● **TASK REQUIREMENTS**: Transcribe every row from the very first one down through the row containing "M 6 130 L 2", both included, reproducing each character.

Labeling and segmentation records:
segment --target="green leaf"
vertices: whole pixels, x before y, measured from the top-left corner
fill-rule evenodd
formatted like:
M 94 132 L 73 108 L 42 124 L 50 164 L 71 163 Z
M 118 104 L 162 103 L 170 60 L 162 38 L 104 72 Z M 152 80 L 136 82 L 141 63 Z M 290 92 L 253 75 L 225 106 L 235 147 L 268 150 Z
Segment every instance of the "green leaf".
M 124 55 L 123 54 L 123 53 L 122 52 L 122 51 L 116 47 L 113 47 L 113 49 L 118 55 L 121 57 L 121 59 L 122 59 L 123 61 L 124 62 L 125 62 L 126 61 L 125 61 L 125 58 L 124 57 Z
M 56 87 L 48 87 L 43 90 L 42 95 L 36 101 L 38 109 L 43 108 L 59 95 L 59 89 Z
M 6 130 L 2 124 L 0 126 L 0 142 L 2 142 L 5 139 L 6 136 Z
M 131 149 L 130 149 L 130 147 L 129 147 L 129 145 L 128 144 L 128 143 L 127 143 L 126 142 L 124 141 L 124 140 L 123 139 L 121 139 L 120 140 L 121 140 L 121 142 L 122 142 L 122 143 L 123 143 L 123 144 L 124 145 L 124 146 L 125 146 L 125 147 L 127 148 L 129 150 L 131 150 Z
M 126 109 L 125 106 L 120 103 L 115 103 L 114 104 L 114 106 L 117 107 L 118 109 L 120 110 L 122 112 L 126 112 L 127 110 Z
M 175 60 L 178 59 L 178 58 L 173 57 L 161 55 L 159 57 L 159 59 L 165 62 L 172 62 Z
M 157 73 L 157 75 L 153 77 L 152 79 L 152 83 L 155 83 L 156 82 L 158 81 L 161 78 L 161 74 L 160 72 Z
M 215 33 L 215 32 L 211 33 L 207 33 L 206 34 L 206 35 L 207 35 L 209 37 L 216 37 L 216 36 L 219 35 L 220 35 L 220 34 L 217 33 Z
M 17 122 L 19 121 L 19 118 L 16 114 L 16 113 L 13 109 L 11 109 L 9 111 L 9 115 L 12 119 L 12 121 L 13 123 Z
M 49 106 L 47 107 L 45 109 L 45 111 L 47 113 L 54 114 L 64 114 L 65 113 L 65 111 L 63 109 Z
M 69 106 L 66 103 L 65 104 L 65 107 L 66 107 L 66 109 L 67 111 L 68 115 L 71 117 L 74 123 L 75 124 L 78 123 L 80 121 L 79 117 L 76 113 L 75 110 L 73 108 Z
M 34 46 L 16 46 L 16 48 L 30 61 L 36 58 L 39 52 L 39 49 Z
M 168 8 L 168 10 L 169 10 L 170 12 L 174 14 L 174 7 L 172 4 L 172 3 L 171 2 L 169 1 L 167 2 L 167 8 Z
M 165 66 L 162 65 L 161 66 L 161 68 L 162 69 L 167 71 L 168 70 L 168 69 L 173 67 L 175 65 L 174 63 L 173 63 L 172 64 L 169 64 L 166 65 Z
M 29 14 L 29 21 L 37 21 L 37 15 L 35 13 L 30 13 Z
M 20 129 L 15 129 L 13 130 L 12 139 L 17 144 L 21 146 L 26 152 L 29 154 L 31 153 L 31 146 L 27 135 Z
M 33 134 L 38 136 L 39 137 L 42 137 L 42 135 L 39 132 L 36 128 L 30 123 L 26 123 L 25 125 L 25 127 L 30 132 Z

● **RESULT**:
segment --target="green leaf"
vertices: whole pixels, x before y, measured from the top-left corner
fill-rule evenodd
formatted like:
M 94 132 L 73 108 L 42 124 L 50 164 L 71 163 Z
M 118 104 L 162 103 L 170 60 L 162 38 L 104 72 Z M 152 80 L 136 82 L 141 63 Z M 290 92 L 253 75 L 225 106 L 235 147 L 268 150 Z
Segment every instance of the "green leaf".
M 124 55 L 123 54 L 123 53 L 122 52 L 122 51 L 116 47 L 113 47 L 113 49 L 118 55 L 121 57 L 121 59 L 122 59 L 123 61 L 124 62 L 125 62 L 126 61 L 125 61 L 125 58 L 124 57 Z
M 56 87 L 48 87 L 43 90 L 42 95 L 36 101 L 38 109 L 43 108 L 59 95 L 59 89 Z
M 6 130 L 2 124 L 0 126 L 0 142 L 2 142 L 5 139 L 6 136 Z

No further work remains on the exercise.